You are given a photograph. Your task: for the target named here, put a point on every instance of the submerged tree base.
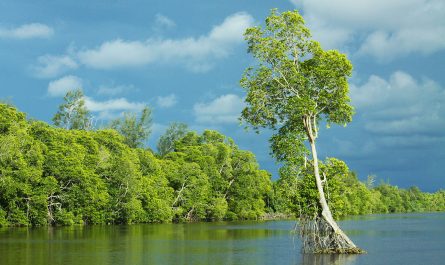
(319, 237)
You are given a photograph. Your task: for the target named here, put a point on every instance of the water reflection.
(388, 240)
(328, 259)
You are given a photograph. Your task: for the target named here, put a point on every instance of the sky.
(185, 60)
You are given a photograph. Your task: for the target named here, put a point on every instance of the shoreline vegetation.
(55, 176)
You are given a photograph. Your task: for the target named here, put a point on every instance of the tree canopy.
(135, 130)
(293, 87)
(73, 114)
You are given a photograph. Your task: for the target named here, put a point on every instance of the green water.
(389, 239)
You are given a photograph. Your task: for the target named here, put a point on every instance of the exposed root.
(318, 236)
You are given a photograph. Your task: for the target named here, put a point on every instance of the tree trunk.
(326, 212)
(320, 233)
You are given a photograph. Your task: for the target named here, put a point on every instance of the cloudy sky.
(185, 59)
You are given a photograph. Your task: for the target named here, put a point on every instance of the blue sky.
(185, 59)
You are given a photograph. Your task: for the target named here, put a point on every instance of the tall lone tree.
(73, 114)
(294, 86)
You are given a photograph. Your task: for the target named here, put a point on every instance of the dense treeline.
(61, 177)
(56, 176)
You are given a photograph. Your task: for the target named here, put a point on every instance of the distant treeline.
(54, 176)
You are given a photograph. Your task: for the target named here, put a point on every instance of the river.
(388, 239)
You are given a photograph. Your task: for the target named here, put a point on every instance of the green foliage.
(54, 176)
(134, 130)
(73, 114)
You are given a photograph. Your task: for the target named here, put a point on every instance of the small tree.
(295, 85)
(135, 130)
(73, 114)
(174, 132)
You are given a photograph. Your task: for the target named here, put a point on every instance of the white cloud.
(401, 106)
(49, 66)
(120, 104)
(27, 31)
(195, 53)
(224, 109)
(380, 28)
(112, 108)
(167, 101)
(162, 21)
(114, 90)
(59, 87)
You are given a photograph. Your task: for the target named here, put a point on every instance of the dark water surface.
(388, 239)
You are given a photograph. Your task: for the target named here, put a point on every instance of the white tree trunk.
(326, 212)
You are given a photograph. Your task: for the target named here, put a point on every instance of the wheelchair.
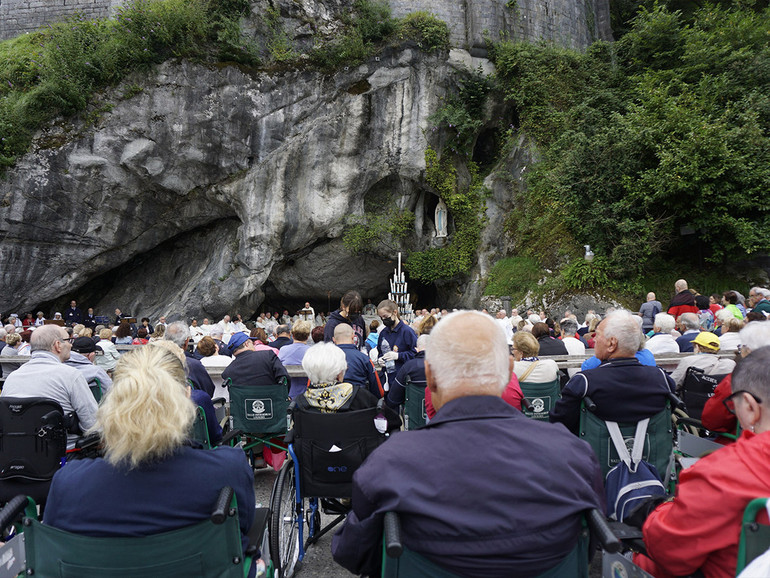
(209, 548)
(696, 389)
(33, 446)
(258, 417)
(398, 561)
(324, 450)
(540, 398)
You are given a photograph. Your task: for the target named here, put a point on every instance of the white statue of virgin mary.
(441, 218)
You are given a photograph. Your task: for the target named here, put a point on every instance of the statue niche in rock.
(441, 219)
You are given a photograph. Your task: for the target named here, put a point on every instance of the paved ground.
(318, 562)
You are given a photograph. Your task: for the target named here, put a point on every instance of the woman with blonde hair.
(142, 485)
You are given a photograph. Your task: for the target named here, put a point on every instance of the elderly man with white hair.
(45, 375)
(623, 389)
(662, 341)
(474, 488)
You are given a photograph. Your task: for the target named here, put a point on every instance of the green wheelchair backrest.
(755, 537)
(658, 442)
(204, 549)
(200, 431)
(542, 396)
(414, 406)
(411, 564)
(259, 409)
(96, 389)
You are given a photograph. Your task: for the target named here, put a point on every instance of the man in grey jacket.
(46, 375)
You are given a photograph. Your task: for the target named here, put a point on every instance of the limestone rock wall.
(207, 179)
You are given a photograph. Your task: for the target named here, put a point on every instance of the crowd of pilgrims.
(368, 352)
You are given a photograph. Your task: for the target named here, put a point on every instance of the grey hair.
(323, 362)
(178, 332)
(216, 330)
(750, 373)
(455, 364)
(689, 321)
(755, 334)
(664, 322)
(44, 337)
(568, 327)
(285, 328)
(621, 325)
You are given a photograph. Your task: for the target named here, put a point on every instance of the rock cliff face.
(187, 196)
(212, 189)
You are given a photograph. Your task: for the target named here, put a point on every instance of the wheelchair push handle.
(222, 505)
(12, 510)
(392, 535)
(597, 523)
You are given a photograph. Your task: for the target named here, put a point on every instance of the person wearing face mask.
(398, 341)
(349, 312)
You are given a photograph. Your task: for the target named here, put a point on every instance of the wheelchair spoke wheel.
(284, 522)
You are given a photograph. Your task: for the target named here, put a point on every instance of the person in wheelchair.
(325, 365)
(623, 389)
(699, 529)
(149, 480)
(475, 488)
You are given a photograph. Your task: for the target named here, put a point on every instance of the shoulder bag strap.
(529, 370)
(632, 460)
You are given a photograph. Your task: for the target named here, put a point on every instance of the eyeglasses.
(730, 400)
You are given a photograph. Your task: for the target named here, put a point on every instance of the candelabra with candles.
(400, 294)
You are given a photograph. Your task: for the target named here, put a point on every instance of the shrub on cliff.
(658, 145)
(55, 71)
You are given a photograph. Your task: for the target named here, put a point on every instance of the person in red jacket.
(683, 301)
(700, 528)
(715, 416)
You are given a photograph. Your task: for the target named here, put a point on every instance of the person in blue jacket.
(349, 312)
(397, 342)
(360, 371)
(150, 480)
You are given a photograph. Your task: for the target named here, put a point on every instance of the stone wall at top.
(22, 16)
(572, 23)
(569, 23)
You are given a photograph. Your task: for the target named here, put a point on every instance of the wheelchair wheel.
(284, 522)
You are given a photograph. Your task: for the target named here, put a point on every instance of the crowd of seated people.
(466, 361)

· · · ·

### What the exercise asks
Leave out the pictures and print each record exactly as it stands.

### Answer
You are given a photograph. Your task: for the target named here, put a point on every instance of the submerged tree base.
(319, 237)
You are given a photograph. Your task: for the target named here, put a point on every instance of the water reflection.
(388, 240)
(328, 259)
You are given a photograph. Your task: for the target named here, put a point on every instance of the sky.
(185, 60)
You are given a photograph. Your task: for the target named here, put a point on every instance of the shoreline vegetation.
(55, 176)
You are given a photograph. Your task: for the target named here, put a point on every instance of the tree canopy.
(135, 130)
(293, 87)
(73, 114)
You are given a photograph. Your task: for the target named here, put a point on every instance of the green water.
(389, 239)
You are given a photograph. Your task: for the target named here, put a point on every instance of the exposed root.
(318, 236)
You are given a photograph. Your task: for the target named here, put a point on every instance of the tree trunk.
(326, 212)
(320, 233)
You are given a photograph. Your task: for the target named here, put a point on every instance of the cloudy sky.
(185, 59)
You are given a photograph. Your task: for the target named here, put a point on every instance of the blue sky.
(185, 59)
You are given a photograph. Your task: for the target named here, put a point on every instance of the tall lone tree.
(73, 114)
(294, 86)
You are given a photograph. Your task: for the target named here, put a point on every instance of the dense treeline.
(61, 177)
(56, 176)
You are given a photograph. Your task: for the target named here, put a point on every instance of the distant treeline.
(54, 176)
You are given a photograph. Your task: for the target named here, put a point on every instance of the river.
(388, 239)
You are given a photograph. Your task: for the target named here, put a point on every instance of the green foliage.
(54, 176)
(134, 130)
(73, 114)
You are given a photograph. Your task: for the target named here, put a point on every instance of the small tree.
(295, 85)
(135, 130)
(73, 114)
(174, 132)
You are given a photograph. Your task: for the target named here, put a point on every instance of the white cloud.
(401, 106)
(49, 66)
(120, 104)
(27, 31)
(195, 53)
(224, 109)
(380, 28)
(112, 108)
(167, 101)
(162, 21)
(114, 90)
(59, 87)
You are given a photograph. Your task: for the target named here, put a point on every instance of the dark water surface.
(388, 239)
You are given a photograph. Your task: for the target named here, put a point on every instance of the white tree trunk.
(326, 212)
You are given a photograph. Your task: for the target named here, put a point on every instance of the wheelchair.
(209, 548)
(696, 389)
(33, 446)
(258, 417)
(398, 561)
(324, 450)
(540, 398)
You are given a photograph. Your task: for the target named here, put a point on every instance of the white statue of virgin mary.
(441, 218)
You are given a photograph. Your task: for the target named here, put a point on every instance of the statue niche in rock.
(441, 219)
You are given a photograph. Your task: for the target named here, put a point on every instance of the paved ground.
(318, 562)
You are given a photograph. Your task: for the target named here, put a point on every instance of the woman with blonde hair.
(142, 485)
You are given a photograph. Your task: for the target named here, put a point on every instance of the elderly man with white hair.
(45, 375)
(623, 389)
(662, 341)
(474, 488)
You are given a photograph. Your task: for the target named here, put a point on every instance of the green wheelchair backrest.
(755, 537)
(658, 442)
(204, 549)
(200, 431)
(542, 396)
(414, 406)
(411, 564)
(259, 409)
(96, 389)
You are given a photograph. Your task: for the target named here, put a point on every instance of the man in grey jacket.
(46, 375)
You are given a photograph. Your task: for the target named here, put a point on every instance of the limestone rock wall.
(207, 179)
You are given a photograph. Your task: for the target named here, put a point on every instance of the crowd of pilgrims.
(368, 352)
You are given a photograph. Your task: for the target named here, put a point on every instance of the grey hair.
(323, 362)
(178, 332)
(216, 330)
(750, 373)
(455, 364)
(689, 321)
(755, 334)
(664, 322)
(44, 337)
(568, 327)
(285, 328)
(621, 325)
You are given a photograph. Your task: for the target named here, put a point on every instance of the rock cliff face.
(187, 196)
(212, 189)
You are given a photograph. Your task: for the target named here, put a point on every instance of the wheelchair push handle.
(222, 505)
(12, 510)
(392, 535)
(597, 523)
You are given a photograph. Your task: for the target named here, put a point on every instance of the person wearing face mask.
(398, 341)
(349, 312)
You are given a photograph. Your task: for the target named here, put a point on every instance of the wheelchair spoke wheel.
(284, 522)
You are given a photograph. Your task: for the target named here, put a point on every instance of the person in wheelchair.
(325, 365)
(623, 389)
(699, 529)
(149, 480)
(475, 488)
You are given a photograph. Your task: for the target named here, put a point on every instance of the shoulder bag strap.
(529, 370)
(632, 460)
You are given a photograph. Your task: for the target named here, put a point on every instance of the eyeglasses.
(730, 400)
You are given a photograph. Your task: for the target named here, put a point on every instance of the candelabra with candles.
(400, 294)
You are given a photograph. Your task: for the target named here, put a point on every instance of the shrub on cliff.
(658, 145)
(55, 71)
You are given a photograph. Your task: for the target named here, put a point on every instance of the person in red jacket.
(683, 301)
(700, 528)
(715, 416)
You are given a photograph. Your task: for the target named here, put a point on every instance of the person in blue jacket.
(349, 312)
(397, 342)
(360, 371)
(150, 480)
You are given a photograph. Your task: for the target named here, put a point on every instance of the stone wall at top.
(22, 16)
(572, 23)
(569, 23)
You are given a photograph. Your task: for the target named here, put a point on every instance of the wheelchair wheel.
(284, 522)
You are given a photograph. Your task: for the target named here, put a point on every instance of the crowd of seated people.
(466, 361)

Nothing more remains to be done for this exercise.